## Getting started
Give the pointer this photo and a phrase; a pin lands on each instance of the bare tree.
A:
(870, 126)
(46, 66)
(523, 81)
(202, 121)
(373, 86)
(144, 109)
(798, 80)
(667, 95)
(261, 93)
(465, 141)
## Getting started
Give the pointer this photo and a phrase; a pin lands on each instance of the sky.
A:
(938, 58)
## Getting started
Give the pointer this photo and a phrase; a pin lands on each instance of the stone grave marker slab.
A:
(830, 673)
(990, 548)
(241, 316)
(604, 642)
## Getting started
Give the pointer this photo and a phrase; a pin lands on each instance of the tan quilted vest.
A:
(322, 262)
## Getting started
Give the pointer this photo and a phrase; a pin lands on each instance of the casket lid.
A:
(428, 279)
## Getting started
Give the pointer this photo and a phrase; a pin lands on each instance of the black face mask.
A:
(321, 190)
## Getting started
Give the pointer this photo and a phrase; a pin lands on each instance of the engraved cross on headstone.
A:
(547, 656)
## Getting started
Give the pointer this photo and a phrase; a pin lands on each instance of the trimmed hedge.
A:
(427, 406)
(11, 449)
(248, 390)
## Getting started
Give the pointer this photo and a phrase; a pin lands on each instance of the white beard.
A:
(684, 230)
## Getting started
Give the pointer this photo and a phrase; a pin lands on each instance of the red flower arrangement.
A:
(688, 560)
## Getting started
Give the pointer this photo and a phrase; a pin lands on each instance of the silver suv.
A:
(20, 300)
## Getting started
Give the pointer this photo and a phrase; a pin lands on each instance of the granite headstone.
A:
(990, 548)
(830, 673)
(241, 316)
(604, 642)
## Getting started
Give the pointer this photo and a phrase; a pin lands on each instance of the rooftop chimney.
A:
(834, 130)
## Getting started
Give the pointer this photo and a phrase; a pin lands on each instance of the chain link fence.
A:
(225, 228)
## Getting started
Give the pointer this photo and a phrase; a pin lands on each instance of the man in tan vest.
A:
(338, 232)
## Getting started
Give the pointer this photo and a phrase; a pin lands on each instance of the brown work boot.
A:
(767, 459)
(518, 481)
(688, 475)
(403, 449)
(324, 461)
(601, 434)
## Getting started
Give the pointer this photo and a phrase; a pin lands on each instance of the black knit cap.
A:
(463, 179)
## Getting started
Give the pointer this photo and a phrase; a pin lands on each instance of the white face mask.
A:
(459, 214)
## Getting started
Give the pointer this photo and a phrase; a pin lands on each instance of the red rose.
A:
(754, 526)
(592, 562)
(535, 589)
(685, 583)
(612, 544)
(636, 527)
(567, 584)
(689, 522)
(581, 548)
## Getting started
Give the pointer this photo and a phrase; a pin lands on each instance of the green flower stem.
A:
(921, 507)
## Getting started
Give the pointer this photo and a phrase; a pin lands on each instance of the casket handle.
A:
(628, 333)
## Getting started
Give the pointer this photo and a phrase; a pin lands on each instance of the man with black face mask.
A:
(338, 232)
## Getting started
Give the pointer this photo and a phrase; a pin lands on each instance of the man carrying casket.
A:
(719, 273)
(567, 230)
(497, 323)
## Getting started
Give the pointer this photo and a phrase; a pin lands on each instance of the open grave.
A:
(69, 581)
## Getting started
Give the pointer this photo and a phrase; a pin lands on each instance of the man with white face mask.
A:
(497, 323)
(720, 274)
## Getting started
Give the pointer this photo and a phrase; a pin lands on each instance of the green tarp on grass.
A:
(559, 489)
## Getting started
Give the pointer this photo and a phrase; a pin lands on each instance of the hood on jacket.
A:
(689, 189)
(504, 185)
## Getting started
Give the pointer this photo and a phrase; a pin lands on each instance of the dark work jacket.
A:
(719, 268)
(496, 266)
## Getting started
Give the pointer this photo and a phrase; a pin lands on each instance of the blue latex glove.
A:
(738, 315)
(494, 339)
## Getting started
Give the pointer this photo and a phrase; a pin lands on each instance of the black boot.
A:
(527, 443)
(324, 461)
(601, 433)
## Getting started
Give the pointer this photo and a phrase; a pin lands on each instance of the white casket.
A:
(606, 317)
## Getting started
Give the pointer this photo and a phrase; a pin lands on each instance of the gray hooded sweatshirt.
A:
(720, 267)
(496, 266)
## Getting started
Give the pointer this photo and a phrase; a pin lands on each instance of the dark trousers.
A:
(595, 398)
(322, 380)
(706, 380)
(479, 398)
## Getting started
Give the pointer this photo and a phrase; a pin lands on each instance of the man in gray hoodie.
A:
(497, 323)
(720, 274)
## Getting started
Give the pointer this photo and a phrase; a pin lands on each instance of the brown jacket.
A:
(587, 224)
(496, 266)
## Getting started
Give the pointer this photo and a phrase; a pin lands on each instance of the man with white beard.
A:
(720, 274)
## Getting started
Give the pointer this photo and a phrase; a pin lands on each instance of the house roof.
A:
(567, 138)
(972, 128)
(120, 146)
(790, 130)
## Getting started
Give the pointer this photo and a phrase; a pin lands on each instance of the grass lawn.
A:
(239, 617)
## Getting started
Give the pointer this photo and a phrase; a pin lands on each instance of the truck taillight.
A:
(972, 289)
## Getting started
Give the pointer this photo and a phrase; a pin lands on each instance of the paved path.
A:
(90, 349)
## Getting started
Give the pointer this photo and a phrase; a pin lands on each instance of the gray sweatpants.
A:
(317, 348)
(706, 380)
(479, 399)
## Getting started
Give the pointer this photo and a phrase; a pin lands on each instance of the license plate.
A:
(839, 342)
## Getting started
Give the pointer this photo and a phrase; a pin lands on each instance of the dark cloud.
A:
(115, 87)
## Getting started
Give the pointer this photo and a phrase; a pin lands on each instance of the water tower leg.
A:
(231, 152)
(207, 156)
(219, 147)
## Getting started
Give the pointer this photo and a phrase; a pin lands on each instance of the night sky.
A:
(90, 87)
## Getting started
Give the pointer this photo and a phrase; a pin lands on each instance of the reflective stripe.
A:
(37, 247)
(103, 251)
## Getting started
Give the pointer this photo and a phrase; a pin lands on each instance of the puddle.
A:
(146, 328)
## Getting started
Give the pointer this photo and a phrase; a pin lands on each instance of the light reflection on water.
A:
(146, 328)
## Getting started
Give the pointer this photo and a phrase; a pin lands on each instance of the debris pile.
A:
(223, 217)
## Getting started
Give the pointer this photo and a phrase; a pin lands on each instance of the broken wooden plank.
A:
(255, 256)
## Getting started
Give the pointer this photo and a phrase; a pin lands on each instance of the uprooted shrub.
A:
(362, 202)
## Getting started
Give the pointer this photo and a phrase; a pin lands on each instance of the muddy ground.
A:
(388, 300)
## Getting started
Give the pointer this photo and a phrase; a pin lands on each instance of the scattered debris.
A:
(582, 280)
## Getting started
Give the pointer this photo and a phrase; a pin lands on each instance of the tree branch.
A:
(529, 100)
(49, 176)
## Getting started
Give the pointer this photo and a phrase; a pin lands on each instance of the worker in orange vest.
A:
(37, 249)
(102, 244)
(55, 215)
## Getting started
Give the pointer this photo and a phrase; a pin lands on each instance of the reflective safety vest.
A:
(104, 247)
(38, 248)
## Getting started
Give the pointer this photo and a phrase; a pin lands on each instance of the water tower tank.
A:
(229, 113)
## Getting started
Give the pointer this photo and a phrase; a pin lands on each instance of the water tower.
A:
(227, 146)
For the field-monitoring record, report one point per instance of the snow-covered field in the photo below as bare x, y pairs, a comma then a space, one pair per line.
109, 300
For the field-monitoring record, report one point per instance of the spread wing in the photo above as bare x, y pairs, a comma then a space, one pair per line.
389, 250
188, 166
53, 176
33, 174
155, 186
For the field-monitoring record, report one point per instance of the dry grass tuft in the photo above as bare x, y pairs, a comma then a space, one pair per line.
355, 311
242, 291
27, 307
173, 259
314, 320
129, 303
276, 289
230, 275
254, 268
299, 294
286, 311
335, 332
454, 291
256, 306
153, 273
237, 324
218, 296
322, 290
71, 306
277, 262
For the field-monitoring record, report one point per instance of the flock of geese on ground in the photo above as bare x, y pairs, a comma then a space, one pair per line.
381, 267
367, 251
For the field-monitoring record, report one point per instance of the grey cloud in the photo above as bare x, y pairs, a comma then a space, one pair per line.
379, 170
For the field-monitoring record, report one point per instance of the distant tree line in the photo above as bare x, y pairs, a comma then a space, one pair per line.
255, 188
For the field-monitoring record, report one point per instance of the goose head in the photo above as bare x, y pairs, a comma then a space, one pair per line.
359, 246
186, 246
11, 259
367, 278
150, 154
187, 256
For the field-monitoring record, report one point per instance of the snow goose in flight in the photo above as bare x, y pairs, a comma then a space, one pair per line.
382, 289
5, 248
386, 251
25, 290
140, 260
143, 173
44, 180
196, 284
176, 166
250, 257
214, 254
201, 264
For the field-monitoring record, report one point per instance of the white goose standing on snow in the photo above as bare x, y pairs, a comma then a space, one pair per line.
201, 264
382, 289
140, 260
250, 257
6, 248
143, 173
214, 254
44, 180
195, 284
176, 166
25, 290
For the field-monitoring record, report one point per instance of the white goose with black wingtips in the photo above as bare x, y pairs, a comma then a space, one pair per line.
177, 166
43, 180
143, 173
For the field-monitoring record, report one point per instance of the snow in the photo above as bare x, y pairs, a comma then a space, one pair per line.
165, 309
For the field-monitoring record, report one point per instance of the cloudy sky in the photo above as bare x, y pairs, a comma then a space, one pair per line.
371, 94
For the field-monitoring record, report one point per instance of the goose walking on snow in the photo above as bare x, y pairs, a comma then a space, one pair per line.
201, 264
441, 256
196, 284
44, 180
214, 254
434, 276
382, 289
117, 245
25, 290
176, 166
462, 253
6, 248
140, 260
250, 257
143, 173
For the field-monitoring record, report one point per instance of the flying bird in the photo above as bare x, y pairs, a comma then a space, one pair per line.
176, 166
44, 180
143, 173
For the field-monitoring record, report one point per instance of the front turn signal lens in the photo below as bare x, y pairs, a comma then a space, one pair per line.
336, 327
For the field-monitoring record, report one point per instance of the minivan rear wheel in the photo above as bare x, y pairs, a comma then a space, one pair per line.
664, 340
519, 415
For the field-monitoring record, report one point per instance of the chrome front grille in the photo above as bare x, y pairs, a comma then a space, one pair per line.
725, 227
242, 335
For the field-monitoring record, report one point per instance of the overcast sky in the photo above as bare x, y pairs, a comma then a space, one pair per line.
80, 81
====
Scan the listing above, and wherever a line holds the string "gray", copy that line.

Give the pointer this photo and a phrase; a pin lands on each instance of the gray hooded sweatshirt.
Give the pointer this photo and a phrase; a pin lands on each instance of the man in gray hoodie.
Give the pointer this photo and a phrase; a pin lands on each instance of the gray sweatpants.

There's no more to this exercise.